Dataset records
--------------------------------
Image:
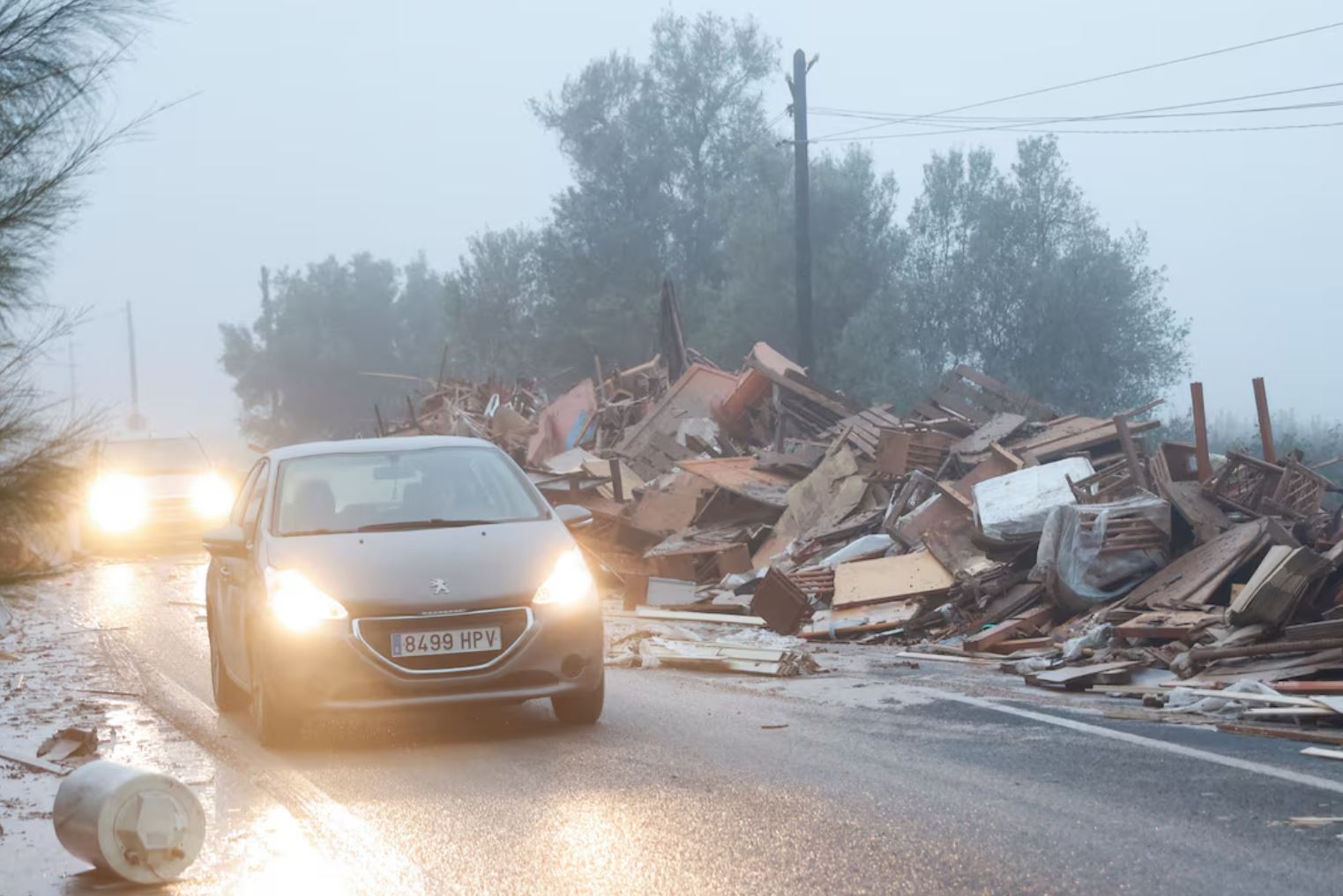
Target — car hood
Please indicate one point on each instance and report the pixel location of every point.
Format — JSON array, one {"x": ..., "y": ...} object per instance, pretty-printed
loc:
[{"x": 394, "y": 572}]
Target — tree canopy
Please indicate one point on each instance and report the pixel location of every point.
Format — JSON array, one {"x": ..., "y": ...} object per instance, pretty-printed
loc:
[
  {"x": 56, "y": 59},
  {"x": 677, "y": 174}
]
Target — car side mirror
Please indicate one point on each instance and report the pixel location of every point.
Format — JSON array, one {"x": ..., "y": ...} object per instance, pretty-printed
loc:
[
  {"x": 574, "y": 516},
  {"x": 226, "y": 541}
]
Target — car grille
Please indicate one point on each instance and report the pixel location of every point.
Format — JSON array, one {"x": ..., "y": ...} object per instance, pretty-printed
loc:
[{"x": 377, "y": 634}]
--------------------------------
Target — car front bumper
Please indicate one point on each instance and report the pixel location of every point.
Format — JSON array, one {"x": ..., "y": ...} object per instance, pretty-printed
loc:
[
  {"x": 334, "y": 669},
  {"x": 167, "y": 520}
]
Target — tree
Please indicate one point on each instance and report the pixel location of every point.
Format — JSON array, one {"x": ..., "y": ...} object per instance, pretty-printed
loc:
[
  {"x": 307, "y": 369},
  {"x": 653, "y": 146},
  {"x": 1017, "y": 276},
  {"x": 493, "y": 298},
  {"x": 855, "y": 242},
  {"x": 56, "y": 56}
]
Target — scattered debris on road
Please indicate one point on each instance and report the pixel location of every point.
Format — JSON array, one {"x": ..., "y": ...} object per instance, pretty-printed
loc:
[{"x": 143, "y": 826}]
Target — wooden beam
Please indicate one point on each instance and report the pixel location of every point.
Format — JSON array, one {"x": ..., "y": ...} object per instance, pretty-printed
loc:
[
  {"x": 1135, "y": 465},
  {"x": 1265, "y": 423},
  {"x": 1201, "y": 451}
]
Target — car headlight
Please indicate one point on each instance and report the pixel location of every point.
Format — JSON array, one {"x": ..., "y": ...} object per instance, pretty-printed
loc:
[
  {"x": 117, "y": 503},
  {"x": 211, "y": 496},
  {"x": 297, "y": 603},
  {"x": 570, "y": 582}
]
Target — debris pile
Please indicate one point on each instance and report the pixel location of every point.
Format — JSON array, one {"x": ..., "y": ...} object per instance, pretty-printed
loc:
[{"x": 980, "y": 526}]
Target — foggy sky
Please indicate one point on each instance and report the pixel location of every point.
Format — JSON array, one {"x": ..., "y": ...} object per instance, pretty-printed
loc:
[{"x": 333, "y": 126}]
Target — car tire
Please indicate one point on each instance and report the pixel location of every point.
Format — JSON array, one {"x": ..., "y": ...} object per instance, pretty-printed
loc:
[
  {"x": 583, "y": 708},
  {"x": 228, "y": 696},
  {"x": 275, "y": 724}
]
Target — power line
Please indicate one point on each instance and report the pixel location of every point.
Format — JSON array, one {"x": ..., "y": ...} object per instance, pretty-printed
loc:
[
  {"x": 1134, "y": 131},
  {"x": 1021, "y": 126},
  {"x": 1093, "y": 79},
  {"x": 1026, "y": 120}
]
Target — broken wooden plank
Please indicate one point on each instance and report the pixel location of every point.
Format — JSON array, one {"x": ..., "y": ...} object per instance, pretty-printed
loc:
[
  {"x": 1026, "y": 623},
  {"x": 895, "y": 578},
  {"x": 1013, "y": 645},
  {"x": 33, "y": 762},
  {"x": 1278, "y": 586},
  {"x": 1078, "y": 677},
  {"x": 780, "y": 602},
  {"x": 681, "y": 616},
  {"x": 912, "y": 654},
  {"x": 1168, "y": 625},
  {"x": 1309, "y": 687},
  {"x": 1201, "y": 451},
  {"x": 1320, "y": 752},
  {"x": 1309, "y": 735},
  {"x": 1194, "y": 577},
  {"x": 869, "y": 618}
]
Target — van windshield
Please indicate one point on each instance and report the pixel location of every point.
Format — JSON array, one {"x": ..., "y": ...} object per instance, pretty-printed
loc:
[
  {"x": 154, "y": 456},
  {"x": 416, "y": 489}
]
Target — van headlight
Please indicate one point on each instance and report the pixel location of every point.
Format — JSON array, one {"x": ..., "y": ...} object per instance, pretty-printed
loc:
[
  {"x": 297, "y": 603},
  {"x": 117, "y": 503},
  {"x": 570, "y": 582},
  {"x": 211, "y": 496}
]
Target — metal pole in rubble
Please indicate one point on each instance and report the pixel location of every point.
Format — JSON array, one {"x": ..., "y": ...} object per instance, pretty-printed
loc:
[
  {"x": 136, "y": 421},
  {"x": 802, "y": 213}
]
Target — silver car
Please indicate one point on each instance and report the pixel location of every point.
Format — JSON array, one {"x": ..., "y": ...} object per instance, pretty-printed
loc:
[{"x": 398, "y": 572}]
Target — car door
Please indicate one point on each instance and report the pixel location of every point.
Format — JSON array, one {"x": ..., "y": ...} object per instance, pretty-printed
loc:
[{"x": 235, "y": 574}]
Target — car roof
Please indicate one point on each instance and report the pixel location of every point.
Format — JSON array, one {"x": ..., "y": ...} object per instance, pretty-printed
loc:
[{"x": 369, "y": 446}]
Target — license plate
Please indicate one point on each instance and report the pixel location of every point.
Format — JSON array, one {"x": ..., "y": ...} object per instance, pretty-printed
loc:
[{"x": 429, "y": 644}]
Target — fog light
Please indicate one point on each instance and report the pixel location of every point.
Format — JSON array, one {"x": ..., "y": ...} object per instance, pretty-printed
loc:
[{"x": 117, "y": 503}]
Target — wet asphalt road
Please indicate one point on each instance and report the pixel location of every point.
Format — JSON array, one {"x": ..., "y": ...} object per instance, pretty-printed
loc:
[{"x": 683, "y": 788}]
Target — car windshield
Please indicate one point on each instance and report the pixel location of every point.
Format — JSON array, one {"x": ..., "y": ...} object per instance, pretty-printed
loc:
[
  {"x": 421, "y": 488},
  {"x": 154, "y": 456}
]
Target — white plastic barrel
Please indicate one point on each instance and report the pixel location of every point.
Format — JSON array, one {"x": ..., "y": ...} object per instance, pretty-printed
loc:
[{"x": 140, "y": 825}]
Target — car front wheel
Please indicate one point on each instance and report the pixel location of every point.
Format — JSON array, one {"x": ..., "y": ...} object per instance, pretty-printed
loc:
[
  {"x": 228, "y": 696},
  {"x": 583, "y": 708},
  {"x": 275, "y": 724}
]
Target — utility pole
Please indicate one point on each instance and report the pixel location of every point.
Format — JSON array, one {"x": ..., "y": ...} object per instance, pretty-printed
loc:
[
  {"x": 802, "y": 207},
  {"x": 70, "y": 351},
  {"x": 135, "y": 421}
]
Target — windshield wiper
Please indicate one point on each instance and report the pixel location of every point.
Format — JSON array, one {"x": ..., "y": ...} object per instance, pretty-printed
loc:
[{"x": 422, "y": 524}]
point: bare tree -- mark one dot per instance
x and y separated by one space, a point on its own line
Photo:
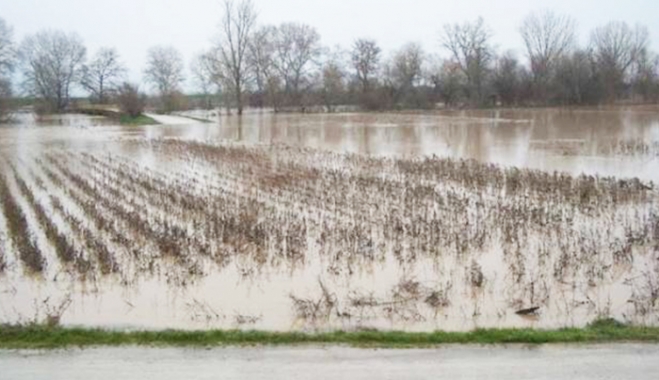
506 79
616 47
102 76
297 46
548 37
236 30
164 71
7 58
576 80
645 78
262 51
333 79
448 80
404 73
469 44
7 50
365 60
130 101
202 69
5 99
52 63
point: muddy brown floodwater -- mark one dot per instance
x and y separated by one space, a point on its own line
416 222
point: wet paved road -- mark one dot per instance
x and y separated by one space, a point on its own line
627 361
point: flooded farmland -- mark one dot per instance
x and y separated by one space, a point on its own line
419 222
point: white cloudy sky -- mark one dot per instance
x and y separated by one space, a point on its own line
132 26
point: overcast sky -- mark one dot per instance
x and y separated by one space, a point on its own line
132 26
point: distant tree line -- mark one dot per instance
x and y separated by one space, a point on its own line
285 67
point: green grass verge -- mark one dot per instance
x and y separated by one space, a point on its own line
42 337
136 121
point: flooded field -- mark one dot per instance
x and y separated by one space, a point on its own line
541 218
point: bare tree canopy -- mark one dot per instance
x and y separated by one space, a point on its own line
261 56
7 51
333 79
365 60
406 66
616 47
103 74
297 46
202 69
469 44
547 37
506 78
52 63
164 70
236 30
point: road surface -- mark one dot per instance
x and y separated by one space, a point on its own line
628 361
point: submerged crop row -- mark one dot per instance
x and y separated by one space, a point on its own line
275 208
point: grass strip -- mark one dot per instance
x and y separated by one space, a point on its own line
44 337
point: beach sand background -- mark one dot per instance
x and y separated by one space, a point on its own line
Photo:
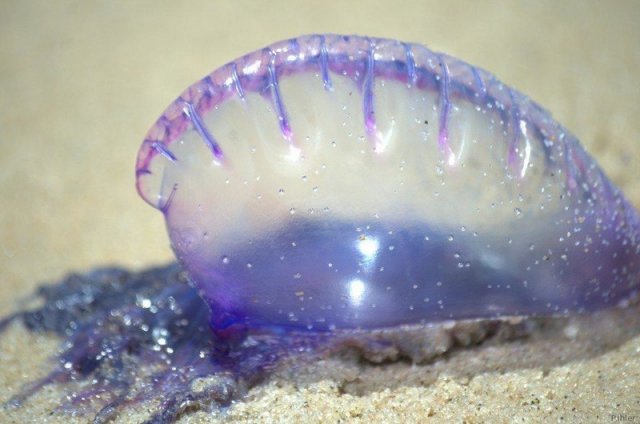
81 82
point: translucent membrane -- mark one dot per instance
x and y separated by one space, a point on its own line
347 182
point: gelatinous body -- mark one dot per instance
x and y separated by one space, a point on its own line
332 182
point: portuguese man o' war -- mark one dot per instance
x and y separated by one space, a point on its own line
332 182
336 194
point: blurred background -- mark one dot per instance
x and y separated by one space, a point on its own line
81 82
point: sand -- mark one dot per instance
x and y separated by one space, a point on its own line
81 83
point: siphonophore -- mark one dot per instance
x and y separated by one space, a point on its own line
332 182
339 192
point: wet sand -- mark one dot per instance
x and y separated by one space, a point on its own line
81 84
--------------------------------
=== Exercise objective ===
Please identify every line in the records that contains the word "flooded", and copy each of those lines.

=== The output ===
point: flooded farmland -- mark one dot per instance
point: flooded field -- mark one dot per instance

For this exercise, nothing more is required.